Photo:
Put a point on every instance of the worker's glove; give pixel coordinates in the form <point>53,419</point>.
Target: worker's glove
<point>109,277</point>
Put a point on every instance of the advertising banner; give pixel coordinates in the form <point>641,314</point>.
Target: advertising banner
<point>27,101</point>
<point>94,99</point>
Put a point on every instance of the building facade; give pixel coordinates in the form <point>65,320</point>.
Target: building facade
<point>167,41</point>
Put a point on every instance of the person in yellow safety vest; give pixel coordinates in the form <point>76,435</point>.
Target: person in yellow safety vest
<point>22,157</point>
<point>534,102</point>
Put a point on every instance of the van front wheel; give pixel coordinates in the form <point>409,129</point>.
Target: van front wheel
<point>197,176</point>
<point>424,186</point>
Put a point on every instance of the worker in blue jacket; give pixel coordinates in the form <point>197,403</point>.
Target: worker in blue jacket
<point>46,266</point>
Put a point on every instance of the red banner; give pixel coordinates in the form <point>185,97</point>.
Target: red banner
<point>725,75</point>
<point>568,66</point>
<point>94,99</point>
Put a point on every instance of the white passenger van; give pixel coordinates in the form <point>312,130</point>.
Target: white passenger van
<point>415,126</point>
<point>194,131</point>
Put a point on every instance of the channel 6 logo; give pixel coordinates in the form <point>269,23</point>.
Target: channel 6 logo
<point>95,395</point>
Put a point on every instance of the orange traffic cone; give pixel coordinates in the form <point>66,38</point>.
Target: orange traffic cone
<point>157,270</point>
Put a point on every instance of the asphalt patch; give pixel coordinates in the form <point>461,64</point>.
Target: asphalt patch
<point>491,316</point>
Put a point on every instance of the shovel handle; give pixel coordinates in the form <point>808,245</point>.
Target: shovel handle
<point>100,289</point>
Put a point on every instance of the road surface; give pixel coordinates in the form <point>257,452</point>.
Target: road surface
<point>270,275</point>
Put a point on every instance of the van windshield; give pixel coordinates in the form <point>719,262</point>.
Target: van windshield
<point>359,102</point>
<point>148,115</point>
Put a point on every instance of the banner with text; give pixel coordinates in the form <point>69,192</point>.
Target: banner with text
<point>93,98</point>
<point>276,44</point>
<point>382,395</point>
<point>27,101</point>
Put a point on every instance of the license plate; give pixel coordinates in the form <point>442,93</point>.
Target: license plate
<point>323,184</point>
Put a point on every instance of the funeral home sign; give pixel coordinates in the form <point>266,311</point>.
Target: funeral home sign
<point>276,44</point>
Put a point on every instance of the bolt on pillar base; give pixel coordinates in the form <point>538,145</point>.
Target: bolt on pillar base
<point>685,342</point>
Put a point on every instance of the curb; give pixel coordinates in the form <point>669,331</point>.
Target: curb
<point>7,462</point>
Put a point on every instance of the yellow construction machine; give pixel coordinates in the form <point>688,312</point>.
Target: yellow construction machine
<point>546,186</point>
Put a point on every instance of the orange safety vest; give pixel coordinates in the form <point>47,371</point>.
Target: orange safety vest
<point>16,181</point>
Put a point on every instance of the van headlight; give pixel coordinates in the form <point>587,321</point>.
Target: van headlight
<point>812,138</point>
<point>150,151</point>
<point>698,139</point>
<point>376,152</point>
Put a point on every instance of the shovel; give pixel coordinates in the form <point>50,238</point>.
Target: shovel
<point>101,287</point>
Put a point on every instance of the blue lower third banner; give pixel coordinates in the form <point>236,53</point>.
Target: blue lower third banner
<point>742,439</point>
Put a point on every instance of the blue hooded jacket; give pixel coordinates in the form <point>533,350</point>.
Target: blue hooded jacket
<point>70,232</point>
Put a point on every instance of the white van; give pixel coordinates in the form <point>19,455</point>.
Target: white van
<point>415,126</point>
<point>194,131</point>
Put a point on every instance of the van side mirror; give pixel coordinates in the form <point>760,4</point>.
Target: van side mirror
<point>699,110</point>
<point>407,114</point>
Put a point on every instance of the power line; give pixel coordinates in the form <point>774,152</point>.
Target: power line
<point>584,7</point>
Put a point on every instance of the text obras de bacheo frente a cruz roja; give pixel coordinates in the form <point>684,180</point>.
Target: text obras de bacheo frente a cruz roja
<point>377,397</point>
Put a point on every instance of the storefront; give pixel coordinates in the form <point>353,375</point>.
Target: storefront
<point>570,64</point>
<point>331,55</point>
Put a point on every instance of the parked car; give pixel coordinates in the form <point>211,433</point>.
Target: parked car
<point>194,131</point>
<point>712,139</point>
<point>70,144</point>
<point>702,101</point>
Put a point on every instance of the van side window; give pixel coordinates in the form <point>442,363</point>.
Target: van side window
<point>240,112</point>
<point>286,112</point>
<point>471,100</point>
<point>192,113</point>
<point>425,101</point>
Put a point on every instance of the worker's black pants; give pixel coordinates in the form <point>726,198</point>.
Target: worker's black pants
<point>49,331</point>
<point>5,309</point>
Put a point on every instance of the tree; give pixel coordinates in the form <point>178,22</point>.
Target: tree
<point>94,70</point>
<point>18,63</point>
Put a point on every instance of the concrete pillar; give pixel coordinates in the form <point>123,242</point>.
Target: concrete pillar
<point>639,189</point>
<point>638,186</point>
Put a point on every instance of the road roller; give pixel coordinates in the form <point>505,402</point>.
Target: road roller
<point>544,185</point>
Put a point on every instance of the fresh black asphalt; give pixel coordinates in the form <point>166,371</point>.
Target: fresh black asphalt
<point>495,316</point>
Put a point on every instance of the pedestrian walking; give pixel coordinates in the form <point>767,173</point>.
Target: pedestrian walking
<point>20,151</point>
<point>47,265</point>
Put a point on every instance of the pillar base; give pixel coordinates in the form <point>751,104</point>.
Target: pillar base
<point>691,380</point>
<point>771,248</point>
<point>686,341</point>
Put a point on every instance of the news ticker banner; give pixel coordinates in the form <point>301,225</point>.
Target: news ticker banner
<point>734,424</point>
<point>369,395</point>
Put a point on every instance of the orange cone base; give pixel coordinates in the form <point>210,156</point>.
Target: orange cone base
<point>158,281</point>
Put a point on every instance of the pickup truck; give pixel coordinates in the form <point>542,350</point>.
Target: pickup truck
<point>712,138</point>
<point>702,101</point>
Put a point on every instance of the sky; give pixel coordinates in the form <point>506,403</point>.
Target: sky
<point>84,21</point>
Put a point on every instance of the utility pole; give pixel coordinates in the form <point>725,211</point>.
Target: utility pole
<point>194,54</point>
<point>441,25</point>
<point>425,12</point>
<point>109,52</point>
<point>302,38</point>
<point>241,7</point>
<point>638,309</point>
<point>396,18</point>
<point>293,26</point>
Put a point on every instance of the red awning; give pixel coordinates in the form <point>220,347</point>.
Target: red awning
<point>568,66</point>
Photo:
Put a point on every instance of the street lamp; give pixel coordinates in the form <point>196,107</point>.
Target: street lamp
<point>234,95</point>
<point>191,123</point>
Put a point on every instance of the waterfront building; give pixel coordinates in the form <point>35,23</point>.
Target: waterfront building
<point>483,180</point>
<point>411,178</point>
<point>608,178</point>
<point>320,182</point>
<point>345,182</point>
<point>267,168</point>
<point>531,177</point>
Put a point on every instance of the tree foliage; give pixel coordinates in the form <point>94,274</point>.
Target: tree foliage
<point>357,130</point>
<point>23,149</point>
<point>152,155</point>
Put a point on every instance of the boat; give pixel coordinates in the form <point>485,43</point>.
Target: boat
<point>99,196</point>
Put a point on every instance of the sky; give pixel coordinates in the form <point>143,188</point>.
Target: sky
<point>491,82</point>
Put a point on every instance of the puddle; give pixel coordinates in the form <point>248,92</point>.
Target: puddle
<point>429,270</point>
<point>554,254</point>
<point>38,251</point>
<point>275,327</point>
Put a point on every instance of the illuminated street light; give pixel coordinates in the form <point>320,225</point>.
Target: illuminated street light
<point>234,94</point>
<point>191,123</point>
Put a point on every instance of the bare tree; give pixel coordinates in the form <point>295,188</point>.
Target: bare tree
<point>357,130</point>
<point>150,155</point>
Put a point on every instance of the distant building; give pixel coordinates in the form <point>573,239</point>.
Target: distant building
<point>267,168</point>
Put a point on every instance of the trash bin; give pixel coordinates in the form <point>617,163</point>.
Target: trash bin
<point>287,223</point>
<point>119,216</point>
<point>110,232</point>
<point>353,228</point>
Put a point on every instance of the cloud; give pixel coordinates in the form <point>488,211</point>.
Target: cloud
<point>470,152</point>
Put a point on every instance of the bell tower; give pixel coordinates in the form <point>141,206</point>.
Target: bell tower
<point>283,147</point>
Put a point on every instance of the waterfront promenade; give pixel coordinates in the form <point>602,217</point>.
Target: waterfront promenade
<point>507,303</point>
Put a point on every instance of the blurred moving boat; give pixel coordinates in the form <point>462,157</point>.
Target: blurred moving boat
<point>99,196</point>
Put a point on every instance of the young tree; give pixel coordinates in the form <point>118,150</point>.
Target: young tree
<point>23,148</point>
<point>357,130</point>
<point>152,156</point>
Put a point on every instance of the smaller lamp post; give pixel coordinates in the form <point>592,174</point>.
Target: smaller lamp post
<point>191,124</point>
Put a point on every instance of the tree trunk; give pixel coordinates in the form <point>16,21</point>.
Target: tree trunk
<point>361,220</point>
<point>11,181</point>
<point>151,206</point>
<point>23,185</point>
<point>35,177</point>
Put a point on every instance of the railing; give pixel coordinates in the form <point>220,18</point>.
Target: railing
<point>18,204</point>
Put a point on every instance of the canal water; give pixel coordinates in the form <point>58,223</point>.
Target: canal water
================
### What is required
Going down the listing above, begin printing at the line with "Put a point on every instance of the van headlight;" and finish with the line with "Put a point on every instance of the van side window;", exactly as they appear.

### Result below
Put a point on every instance of the van headlight; give pixel coordinates in the form <point>587,321</point>.
Target: van headlight
<point>812,138</point>
<point>150,151</point>
<point>698,139</point>
<point>376,152</point>
Put a point on every instance of the shovel; give pixel coordinates in the form <point>50,238</point>.
Target: shovel
<point>101,287</point>
Put a point on every instance of the blue lower third banner; give pixel coordinates in the form <point>236,53</point>.
Target: blue lower third banner
<point>742,439</point>
Put a point on every instance of the blue hooded jacket; give pixel coordinates in the form <point>533,350</point>.
Target: blue hooded jacket
<point>70,232</point>
Put a point on every instance of the white van; give pixel coordinates in the form <point>19,455</point>.
Target: white van
<point>415,126</point>
<point>194,131</point>
Put a point on every instance of the van side mirror; give pixel coordinates in the form <point>760,4</point>.
Target: van side mirror
<point>699,110</point>
<point>407,114</point>
Put a point on every instance of the power line; give pixel coordinates in the form <point>774,152</point>.
Target: power line
<point>584,7</point>
Put a point on every instance of the text obras de bacheo frente a cruz roja; give pixel coordinates in the form <point>684,180</point>.
Target: text obras de bacheo frente a cruz roja
<point>377,397</point>
Put a point on every instance of the storefront; give pixel coordinates in the form <point>353,375</point>.
Target: storefront
<point>570,64</point>
<point>331,55</point>
Put a point on every instance of the parked car; give pixel coordinates in the form <point>211,433</point>.
Target: parked car
<point>194,131</point>
<point>712,139</point>
<point>70,144</point>
<point>702,101</point>
Put a point on every instance of the van side window; give pixel coordinates in the form <point>442,363</point>.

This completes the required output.